■ **Problem set**
a: Set down the Copenhagen passage word for word, from "The logjam led" up to and including "2 degrees Celsius.".
b: In the Copenhagen passage, condense the paragraph beginning "The logjam led to the Copenhagen Accord" into a shorter version that keeps its main facts.

■ **Given text**
** Begin **
Obama reminded He Yafei that passing climate change legislation in Western democracies is difficult, as he had learned during his first year in office. “From the perspective of the developed countries, in order for us to be able to mobilise the political will within each of our countries to not only engage in substantial mitigation efforts ourselves, which are very difficult, but to also then channel some of the resources from our countries into developing countries, is a very heavy lift,” Obama said, adding that, “If there is no sense of mutuality in this process, it is going to be difficult for us to ever move forward in a significant way.”
The logjam led to the Copenhagen Accord, a document that was more holding action than progress. Later that night, Obama—who was in a hurry to beat a storm to Washington—tracked down Premier Wen, bursting in on him and a small group of other leaders. Working together, they sketched out an agreement that committed governments to the goal of keeping the planet’s temperature from rising by more than 2 degrees Celsius.
The accord, however, had no teeth: there was no way to enforce compliance. When it was presented to the entire conference late that night, many delegates were furious. The Sudanese chair of the Group of 77, a coalition of the world’s poorest nations, equated the document to “a suicide pact, an incineration pact, in order to maintain the economic dominance of a few countries.” A Venezuelan delegate cut her hand and asked if she had to bleed to be heard. “You are witnessing a coup d’état against the UN,” she said. (As the delegates were about to formally reject the document, a last-minute technical manoeuvre created a motion to regard it as “noted”.)
** End **
■ **Extracted records**
** Begin **
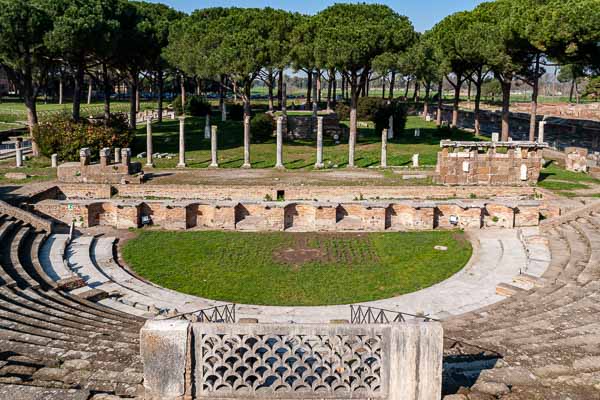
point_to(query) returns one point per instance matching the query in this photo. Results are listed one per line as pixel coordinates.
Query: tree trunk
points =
(426, 101)
(334, 89)
(77, 93)
(353, 123)
(90, 87)
(438, 120)
(133, 87)
(280, 89)
(32, 120)
(506, 86)
(107, 92)
(270, 85)
(329, 89)
(60, 90)
(456, 103)
(161, 88)
(476, 111)
(572, 90)
(309, 85)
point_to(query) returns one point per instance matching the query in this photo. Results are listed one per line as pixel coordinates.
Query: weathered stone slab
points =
(164, 346)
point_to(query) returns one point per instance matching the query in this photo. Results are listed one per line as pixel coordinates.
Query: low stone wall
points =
(298, 216)
(292, 361)
(27, 217)
(291, 193)
(559, 132)
(473, 163)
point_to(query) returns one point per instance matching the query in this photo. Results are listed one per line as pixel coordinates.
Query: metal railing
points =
(217, 314)
(374, 315)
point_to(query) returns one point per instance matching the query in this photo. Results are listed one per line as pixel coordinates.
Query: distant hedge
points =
(61, 135)
(378, 111)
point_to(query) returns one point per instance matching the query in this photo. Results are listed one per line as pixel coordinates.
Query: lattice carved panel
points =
(290, 365)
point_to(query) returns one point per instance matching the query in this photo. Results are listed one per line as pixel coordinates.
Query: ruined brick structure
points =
(489, 163)
(297, 216)
(120, 171)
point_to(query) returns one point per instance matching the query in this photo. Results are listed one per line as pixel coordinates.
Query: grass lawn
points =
(296, 269)
(298, 154)
(37, 169)
(563, 182)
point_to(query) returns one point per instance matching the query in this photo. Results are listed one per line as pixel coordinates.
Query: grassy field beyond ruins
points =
(300, 269)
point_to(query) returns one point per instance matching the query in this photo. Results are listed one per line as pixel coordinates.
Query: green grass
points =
(299, 154)
(243, 268)
(564, 182)
(37, 169)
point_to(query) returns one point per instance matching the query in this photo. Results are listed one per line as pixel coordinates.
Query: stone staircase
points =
(55, 344)
(544, 342)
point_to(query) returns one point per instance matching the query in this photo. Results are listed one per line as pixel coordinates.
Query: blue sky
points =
(423, 13)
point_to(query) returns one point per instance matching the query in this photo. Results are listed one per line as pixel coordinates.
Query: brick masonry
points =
(295, 216)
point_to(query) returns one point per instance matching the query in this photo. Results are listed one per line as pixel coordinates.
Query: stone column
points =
(213, 148)
(149, 147)
(247, 142)
(84, 156)
(319, 163)
(384, 136)
(541, 132)
(19, 153)
(415, 161)
(104, 157)
(279, 163)
(181, 163)
(126, 156)
(284, 98)
(207, 128)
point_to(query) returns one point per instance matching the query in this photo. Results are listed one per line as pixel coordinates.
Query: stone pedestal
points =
(542, 128)
(104, 157)
(149, 146)
(279, 162)
(319, 163)
(384, 137)
(126, 156)
(85, 156)
(19, 153)
(284, 98)
(213, 148)
(415, 160)
(181, 163)
(247, 142)
(207, 127)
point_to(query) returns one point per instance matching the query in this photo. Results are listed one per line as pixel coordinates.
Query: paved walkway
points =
(498, 257)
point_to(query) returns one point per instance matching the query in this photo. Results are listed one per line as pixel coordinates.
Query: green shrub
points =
(235, 111)
(61, 135)
(378, 111)
(262, 126)
(196, 106)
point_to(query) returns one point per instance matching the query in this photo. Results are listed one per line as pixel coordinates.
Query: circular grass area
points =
(296, 269)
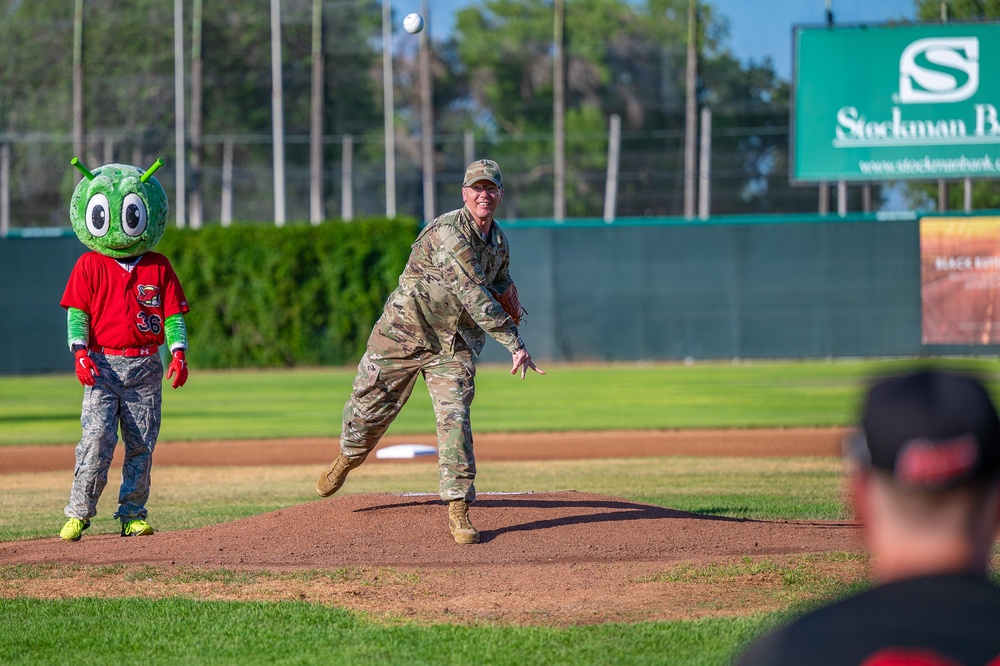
** End **
■ **Solutions**
a:
The logjam led to the Copenhagen Accord, a document that was more holding action than progress. Later that night, Obama—who was in a hurry to beat a storm to Washington—tracked down Premier Wen, bursting in on him and a small group of other leaders. Working together, they sketched out an agreement that committed governments to the goal of keeping the planet’s temperature from rising by more than 2 degrees Celsius.

b: The deadlock produced the Copenhagen Accord, which held ground rather than advanced it. That night, Obama, rushing to get to Washington ahead of a storm, found Premier Wen meeting with a few other leaders. Together they drafted an agreement committing governments to keep global temperature from rising more than 2 degrees Celsius.